_Task directions_:
Could you copy the items below word for word, starting at the line that contains "The component shall locate the red" and continuing through the last line of the items? Include that starting line as well.

_Given data_:
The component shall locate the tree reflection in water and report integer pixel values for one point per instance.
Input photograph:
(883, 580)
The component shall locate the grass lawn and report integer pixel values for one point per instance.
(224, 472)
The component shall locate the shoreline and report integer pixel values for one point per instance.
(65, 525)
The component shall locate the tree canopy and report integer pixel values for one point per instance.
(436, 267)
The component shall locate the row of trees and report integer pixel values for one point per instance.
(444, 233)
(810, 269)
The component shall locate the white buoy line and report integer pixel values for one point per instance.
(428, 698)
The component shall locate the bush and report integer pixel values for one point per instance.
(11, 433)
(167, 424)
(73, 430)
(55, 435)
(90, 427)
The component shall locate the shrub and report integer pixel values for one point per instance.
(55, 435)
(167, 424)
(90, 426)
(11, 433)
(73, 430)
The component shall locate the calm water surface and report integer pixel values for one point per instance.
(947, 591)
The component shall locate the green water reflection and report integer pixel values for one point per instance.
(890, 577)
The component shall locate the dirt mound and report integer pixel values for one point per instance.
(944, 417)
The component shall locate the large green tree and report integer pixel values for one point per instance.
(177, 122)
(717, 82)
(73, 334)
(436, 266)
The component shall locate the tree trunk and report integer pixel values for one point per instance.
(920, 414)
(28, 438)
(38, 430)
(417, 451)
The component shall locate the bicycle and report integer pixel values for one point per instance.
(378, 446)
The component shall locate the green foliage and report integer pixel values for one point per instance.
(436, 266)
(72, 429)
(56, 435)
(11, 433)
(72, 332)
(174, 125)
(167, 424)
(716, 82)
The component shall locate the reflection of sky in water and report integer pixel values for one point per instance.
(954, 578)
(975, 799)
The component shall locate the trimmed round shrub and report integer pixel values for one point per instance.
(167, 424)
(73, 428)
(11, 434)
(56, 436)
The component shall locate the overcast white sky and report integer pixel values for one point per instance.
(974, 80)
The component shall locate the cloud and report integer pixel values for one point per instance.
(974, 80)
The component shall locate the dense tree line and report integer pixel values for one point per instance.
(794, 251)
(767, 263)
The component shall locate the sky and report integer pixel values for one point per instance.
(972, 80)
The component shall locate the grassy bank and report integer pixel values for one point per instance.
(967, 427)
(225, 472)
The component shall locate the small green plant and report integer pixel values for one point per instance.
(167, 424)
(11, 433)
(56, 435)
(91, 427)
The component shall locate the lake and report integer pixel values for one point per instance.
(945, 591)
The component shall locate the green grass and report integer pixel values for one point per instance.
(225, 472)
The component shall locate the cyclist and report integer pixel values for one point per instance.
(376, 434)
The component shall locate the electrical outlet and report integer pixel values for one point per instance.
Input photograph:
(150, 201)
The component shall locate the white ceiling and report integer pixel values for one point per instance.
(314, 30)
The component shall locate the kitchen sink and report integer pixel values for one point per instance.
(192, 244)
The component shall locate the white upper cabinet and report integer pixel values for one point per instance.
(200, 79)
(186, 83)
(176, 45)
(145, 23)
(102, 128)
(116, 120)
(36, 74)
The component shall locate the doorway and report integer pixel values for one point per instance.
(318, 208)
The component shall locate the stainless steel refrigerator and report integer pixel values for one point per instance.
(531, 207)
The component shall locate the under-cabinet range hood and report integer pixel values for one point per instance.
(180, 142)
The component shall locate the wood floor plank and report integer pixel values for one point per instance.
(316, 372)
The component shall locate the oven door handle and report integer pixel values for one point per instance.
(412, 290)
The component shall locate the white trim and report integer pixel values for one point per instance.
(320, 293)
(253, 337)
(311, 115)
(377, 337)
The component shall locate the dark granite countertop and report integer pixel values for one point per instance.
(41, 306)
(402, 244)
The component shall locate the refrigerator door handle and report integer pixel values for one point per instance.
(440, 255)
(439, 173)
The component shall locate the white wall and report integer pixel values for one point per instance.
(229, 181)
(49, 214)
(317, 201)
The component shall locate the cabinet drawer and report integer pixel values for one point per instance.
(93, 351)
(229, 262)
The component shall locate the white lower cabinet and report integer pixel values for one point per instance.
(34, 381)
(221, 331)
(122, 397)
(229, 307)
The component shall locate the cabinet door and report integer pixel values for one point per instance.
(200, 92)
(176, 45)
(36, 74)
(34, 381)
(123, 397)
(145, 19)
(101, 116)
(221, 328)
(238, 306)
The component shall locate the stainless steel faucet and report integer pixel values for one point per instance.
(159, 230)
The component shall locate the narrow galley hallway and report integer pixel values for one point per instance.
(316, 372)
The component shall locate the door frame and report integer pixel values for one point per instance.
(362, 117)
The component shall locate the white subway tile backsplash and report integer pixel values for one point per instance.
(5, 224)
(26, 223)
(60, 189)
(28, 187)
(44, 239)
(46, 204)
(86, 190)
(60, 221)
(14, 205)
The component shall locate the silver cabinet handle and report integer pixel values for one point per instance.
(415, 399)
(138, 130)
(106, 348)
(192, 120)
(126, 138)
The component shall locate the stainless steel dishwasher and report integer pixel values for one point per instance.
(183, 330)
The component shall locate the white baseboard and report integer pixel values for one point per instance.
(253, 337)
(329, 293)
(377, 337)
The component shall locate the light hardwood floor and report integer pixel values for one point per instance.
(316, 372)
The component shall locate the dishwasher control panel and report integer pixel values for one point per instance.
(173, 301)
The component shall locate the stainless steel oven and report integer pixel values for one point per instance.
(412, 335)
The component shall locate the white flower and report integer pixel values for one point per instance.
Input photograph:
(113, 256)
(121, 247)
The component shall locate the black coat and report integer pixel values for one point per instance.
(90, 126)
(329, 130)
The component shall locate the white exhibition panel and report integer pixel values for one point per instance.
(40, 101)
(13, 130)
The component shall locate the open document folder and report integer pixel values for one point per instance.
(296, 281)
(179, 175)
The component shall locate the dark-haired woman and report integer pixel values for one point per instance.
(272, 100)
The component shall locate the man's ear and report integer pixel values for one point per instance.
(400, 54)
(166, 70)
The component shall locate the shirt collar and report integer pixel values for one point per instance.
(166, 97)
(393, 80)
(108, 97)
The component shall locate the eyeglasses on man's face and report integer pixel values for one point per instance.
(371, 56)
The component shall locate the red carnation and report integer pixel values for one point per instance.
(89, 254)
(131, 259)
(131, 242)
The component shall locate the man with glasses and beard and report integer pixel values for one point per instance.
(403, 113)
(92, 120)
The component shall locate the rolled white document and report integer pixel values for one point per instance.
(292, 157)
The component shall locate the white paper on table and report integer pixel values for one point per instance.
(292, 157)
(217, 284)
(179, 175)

_The solution_:
The component shall locate the red carnation and report integer pixel values for one point per instance.
(89, 254)
(131, 259)
(131, 242)
The component shall locate the man with glasses and beard and report integer pixel values for one point per instance.
(403, 113)
(92, 120)
The component shall locate the rolled white document and report integer pixel values for one point per instance.
(292, 157)
The component shall locate the white paper on table and report integer pixel values for one point per instance.
(292, 157)
(217, 284)
(179, 175)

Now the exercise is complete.